What is needed is an exact copy of every record.

EXTRACTED DATA ->

------

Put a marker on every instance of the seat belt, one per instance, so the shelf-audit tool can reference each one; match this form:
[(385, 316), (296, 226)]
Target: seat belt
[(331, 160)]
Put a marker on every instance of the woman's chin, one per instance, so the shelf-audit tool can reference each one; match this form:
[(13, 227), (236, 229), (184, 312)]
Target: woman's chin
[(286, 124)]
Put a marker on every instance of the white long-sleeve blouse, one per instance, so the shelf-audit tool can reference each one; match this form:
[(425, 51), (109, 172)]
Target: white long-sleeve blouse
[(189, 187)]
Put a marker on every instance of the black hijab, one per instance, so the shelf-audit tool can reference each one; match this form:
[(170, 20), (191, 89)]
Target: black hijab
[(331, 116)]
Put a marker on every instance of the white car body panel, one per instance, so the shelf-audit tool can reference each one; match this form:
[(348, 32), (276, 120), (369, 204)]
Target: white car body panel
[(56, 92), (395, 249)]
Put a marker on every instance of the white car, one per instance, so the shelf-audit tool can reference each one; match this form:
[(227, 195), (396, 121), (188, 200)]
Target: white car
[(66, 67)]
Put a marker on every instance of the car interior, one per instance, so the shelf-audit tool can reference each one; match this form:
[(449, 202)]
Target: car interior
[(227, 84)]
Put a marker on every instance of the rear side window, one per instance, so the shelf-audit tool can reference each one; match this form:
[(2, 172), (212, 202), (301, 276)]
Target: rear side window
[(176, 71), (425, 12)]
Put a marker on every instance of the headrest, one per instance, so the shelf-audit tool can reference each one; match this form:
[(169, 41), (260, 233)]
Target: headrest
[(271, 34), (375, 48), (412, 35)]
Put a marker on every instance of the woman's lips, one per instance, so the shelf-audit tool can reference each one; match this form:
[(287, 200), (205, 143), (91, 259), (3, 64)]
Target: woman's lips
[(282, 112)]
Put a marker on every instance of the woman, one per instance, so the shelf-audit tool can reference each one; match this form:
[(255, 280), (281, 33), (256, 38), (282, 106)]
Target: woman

------

WORKED SOLUTION ->
Put a marker on every instance of the seat belt, one per instance, so the shelf-audit tool can reference each one; match this form:
[(385, 316), (296, 226)]
Target: seat belt
[(331, 160)]
Put a marker on every instance of the woman's chin, one per instance, so the shelf-audit tool can reference each one; match this form:
[(13, 227), (236, 229), (184, 312)]
Target: woman's chin
[(286, 124)]
Put a marker on every instance of the white long-sleeve blouse, one per instance, so the shelf-audit tool can reference each one; match this form:
[(425, 51), (109, 172)]
Target: white long-sleeve blouse
[(189, 187)]
Put a marker on every instance of the black hijab, one per instance, so the shelf-audit tool can reference each one; match this form:
[(170, 20), (191, 89)]
Target: black hijab
[(331, 116)]
Put a marker on every instance of the white car body panel, one per instance, so the shelf-audit tool can reference each one; match this form:
[(348, 32), (276, 120), (369, 204)]
Target: white car body panel
[(56, 92), (395, 249)]
Put a marker on every instance of the white car, one per instance, so the shelf-audit tool can reference each one; match this form:
[(227, 195), (396, 121), (188, 200)]
Target: white car
[(66, 67)]
Put a marker on every instance of the car interior, one per instance, so the shelf-audit tool can reference each one; match this form:
[(449, 202)]
Target: car interior
[(227, 84)]
Put a marker on every instance of the rear side window, one per instance, so the shelf-audit tool can reference each one; match this form:
[(2, 172), (212, 202), (301, 276)]
Target: rear side window
[(176, 71), (425, 12)]
Put a marker on every instance of the headrest, one per instance, so the shelf-audit tool can reference each one; match this form:
[(169, 41), (260, 233)]
Target: headrest
[(271, 34), (375, 48), (412, 35)]
Put a marker on every instance of the woman's lips, one per instance, so the shelf-audit tool can reference each one; match this form:
[(287, 200), (205, 143), (91, 259), (3, 64)]
Target: woman's lips
[(282, 112)]
Put a marker on every instance of the woman, one per instance, so the shelf-audit tool can reference each one; match this form:
[(255, 280), (281, 33), (256, 38), (282, 106)]
Target: woman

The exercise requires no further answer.